§ Required work
How many lines in the records below contain the word "hillside"? Reply with the number alone.

§ Location identification entries

********************

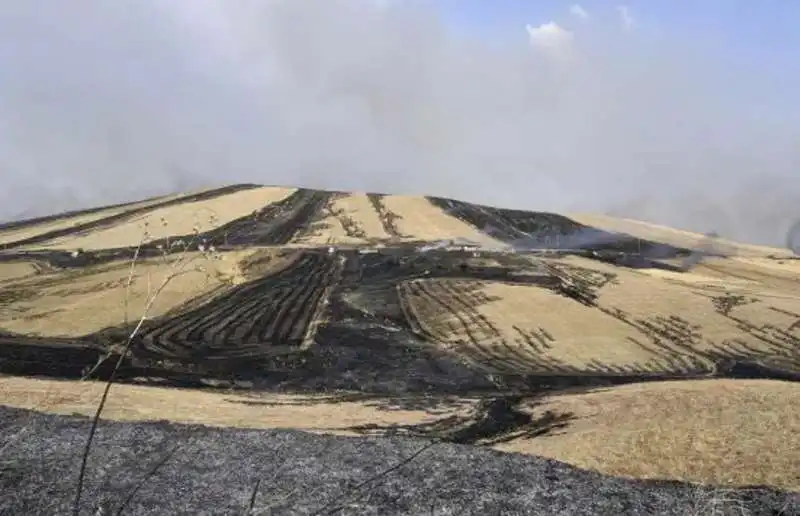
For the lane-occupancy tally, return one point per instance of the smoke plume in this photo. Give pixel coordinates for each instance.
(108, 101)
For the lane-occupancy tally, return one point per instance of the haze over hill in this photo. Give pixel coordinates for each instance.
(277, 314)
(117, 102)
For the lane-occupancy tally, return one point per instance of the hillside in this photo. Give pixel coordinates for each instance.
(372, 314)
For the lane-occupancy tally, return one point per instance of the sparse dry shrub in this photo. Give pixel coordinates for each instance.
(184, 263)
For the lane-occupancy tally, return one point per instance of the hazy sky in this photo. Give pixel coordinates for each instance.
(676, 112)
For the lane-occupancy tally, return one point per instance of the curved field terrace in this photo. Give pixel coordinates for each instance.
(410, 319)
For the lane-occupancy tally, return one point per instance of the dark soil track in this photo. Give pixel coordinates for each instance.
(274, 224)
(251, 321)
(548, 230)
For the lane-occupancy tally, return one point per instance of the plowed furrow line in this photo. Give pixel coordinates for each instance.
(467, 315)
(105, 222)
(307, 307)
(470, 321)
(454, 292)
(281, 324)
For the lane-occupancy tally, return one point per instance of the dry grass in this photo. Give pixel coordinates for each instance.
(75, 304)
(721, 432)
(182, 220)
(671, 236)
(354, 210)
(583, 336)
(12, 235)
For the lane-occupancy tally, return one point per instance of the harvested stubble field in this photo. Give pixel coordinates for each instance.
(284, 308)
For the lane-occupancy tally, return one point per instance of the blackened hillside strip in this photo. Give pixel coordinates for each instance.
(252, 320)
(275, 223)
(547, 230)
(160, 468)
(126, 215)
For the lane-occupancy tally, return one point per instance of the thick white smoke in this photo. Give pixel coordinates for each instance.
(109, 101)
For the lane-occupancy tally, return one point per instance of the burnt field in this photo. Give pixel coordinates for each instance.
(549, 230)
(390, 320)
(377, 322)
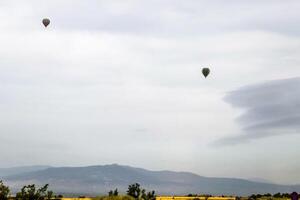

********************

§ Correct answer
2